Stored data entries
Segment Open

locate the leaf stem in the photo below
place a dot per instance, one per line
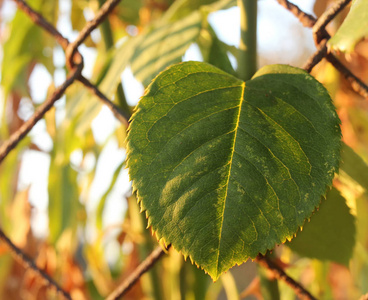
(269, 286)
(247, 59)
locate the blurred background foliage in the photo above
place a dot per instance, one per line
(65, 198)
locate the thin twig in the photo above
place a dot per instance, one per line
(118, 113)
(105, 9)
(90, 26)
(41, 21)
(280, 274)
(28, 263)
(306, 19)
(357, 85)
(316, 57)
(329, 14)
(38, 19)
(147, 264)
(26, 127)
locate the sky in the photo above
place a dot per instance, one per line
(275, 25)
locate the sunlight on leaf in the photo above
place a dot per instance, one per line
(226, 169)
(318, 239)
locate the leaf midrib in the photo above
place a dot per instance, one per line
(229, 175)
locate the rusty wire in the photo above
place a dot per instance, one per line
(320, 34)
(27, 262)
(75, 64)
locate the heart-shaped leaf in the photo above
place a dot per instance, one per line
(331, 228)
(226, 169)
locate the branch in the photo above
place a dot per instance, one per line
(304, 18)
(313, 60)
(264, 261)
(40, 20)
(118, 113)
(320, 33)
(26, 127)
(329, 14)
(357, 85)
(28, 263)
(90, 26)
(147, 264)
(72, 54)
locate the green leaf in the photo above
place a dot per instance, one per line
(26, 44)
(164, 46)
(101, 204)
(330, 235)
(214, 51)
(353, 29)
(226, 169)
(64, 206)
(354, 166)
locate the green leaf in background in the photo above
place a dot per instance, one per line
(167, 42)
(214, 51)
(353, 29)
(27, 43)
(354, 166)
(331, 233)
(64, 206)
(226, 169)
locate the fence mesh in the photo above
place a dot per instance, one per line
(75, 63)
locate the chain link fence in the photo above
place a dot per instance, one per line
(74, 62)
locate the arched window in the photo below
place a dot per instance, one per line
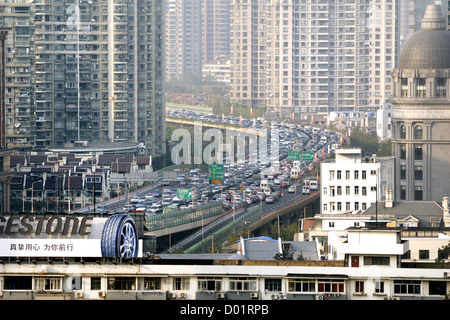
(402, 132)
(418, 132)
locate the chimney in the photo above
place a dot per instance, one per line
(388, 203)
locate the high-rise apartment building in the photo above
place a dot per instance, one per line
(309, 57)
(5, 151)
(18, 15)
(183, 38)
(99, 71)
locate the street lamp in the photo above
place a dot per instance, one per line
(32, 195)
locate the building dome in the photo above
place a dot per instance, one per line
(428, 48)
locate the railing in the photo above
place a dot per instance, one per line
(180, 217)
(221, 235)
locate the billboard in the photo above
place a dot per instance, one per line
(69, 236)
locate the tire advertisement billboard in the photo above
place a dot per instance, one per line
(69, 236)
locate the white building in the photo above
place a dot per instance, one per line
(348, 185)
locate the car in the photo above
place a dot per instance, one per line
(270, 199)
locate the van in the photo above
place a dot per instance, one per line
(295, 172)
(306, 190)
(264, 184)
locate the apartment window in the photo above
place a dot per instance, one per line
(181, 283)
(17, 283)
(421, 91)
(418, 172)
(209, 284)
(379, 286)
(301, 285)
(407, 286)
(121, 283)
(402, 172)
(403, 151)
(424, 254)
(48, 284)
(359, 286)
(402, 192)
(243, 284)
(152, 283)
(330, 286)
(418, 132)
(331, 174)
(418, 193)
(376, 261)
(272, 285)
(418, 152)
(96, 283)
(404, 87)
(441, 88)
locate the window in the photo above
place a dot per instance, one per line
(403, 172)
(376, 261)
(441, 88)
(96, 283)
(424, 254)
(403, 152)
(404, 87)
(402, 192)
(407, 286)
(330, 286)
(243, 284)
(152, 283)
(418, 170)
(379, 286)
(17, 283)
(418, 132)
(209, 284)
(48, 284)
(181, 283)
(301, 285)
(359, 286)
(272, 285)
(122, 283)
(418, 193)
(418, 152)
(421, 90)
(402, 132)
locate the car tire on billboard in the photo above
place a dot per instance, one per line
(119, 237)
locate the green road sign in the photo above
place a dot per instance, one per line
(215, 173)
(307, 156)
(294, 155)
(184, 193)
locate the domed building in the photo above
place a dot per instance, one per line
(421, 112)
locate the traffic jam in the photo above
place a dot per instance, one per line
(246, 182)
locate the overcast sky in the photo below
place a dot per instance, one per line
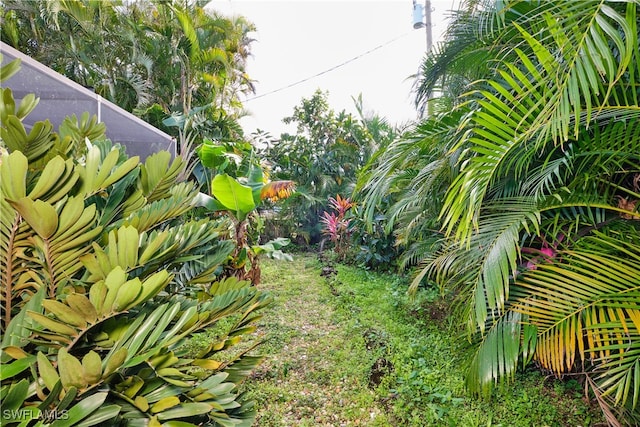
(296, 40)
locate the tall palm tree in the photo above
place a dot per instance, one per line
(540, 226)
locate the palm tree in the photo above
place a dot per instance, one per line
(541, 238)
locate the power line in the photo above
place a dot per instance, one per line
(329, 69)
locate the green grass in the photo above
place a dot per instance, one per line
(353, 350)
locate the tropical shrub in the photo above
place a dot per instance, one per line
(239, 196)
(103, 279)
(153, 58)
(540, 238)
(323, 158)
(336, 225)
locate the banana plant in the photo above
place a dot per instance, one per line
(103, 277)
(239, 199)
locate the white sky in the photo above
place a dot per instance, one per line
(296, 40)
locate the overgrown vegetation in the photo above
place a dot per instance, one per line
(352, 348)
(102, 279)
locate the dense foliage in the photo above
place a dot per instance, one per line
(154, 58)
(103, 276)
(323, 158)
(520, 197)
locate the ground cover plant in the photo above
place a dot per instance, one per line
(345, 346)
(103, 276)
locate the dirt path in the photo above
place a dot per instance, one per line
(316, 372)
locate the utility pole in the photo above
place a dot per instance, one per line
(423, 19)
(427, 24)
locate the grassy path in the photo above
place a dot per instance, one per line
(351, 350)
(315, 373)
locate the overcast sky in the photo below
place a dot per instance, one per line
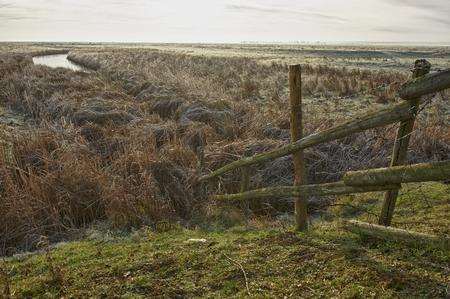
(225, 20)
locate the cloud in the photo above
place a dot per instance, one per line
(436, 19)
(283, 11)
(436, 5)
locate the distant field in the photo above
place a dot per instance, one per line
(124, 143)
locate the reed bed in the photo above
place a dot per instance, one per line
(124, 144)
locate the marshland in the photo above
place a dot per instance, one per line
(102, 151)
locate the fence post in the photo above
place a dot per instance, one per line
(245, 179)
(295, 86)
(399, 155)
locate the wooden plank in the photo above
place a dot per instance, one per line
(424, 172)
(400, 112)
(427, 84)
(245, 179)
(395, 234)
(295, 97)
(338, 188)
(400, 151)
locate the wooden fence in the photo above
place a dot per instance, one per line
(385, 179)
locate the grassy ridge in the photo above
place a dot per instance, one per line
(326, 261)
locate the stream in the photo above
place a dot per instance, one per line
(58, 60)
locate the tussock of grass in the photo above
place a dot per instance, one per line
(326, 261)
(125, 144)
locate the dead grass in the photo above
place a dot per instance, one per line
(124, 144)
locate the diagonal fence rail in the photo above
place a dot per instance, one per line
(386, 179)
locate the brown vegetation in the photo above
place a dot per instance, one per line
(126, 143)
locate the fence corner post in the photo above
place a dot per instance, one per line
(399, 155)
(301, 203)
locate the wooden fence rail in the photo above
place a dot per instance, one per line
(399, 112)
(387, 179)
(381, 179)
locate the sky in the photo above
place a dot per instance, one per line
(224, 21)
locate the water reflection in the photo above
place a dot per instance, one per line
(59, 60)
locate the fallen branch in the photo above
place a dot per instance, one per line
(338, 188)
(437, 171)
(396, 234)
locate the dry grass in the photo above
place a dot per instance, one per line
(125, 144)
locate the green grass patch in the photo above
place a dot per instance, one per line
(326, 261)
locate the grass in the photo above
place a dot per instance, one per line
(125, 143)
(323, 262)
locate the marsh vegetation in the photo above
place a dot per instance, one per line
(123, 145)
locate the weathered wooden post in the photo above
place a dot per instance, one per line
(301, 204)
(399, 155)
(245, 179)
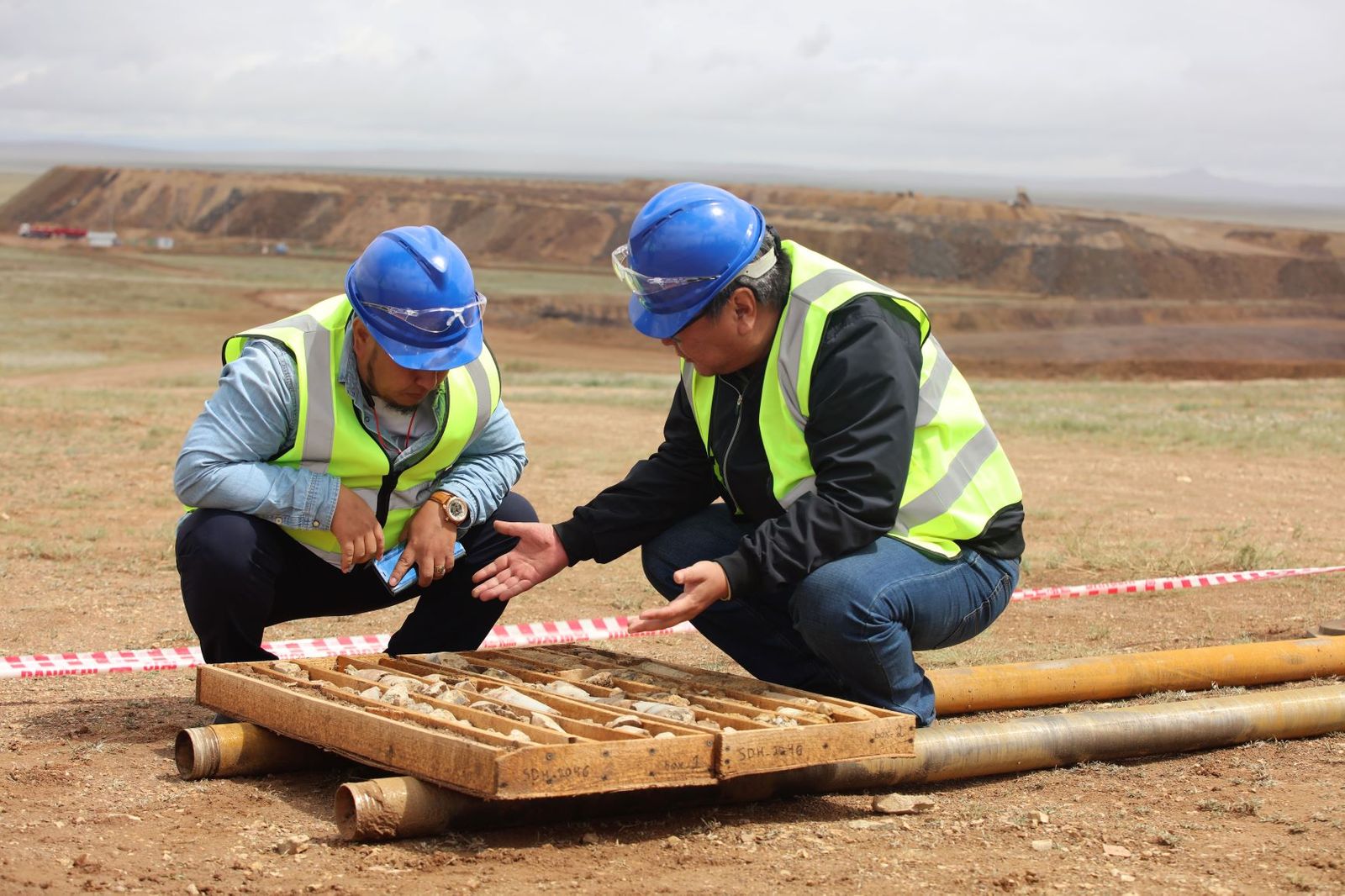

Segment Closed

Problem to solve
The expected output is the lines above from the one containing "locate the chain" to the one containing "locate the apartment", both ends included, reproduced exactly with every picture left out.

Expected answer
locate the chain link fence in the photo above
place a dot per instance, one per line
(74, 62)
locate the arched window in the photo below
place a dot per instance, one per line
(402, 132)
(418, 132)
locate the chimney in the photo above
place a dot per instance, one per line
(388, 203)
locate the high-rise apartment building in the photo above
place a dot per instance, one per line
(309, 57)
(5, 151)
(18, 15)
(183, 38)
(99, 71)
locate the street lamp in the photo above
place a dot per instance, one per line
(32, 195)
locate the building dome in the photo above
place a dot per instance, one per line
(428, 48)
locate the railing in the photo above
place a dot per instance, one per line
(180, 217)
(221, 235)
locate the billboard in the photo above
place a dot per instance, one per line
(69, 236)
locate the tire advertisement billboard in the photo above
place a dot per instance, one per line
(69, 236)
locate the white building in the photo above
place a dot per instance, one per line
(348, 185)
locate the car in the photo above
place a dot per instance, one per line
(270, 199)
locate the van in the photo above
place a dot per instance, one per line
(295, 172)
(306, 190)
(264, 184)
locate the apartment window in the photo above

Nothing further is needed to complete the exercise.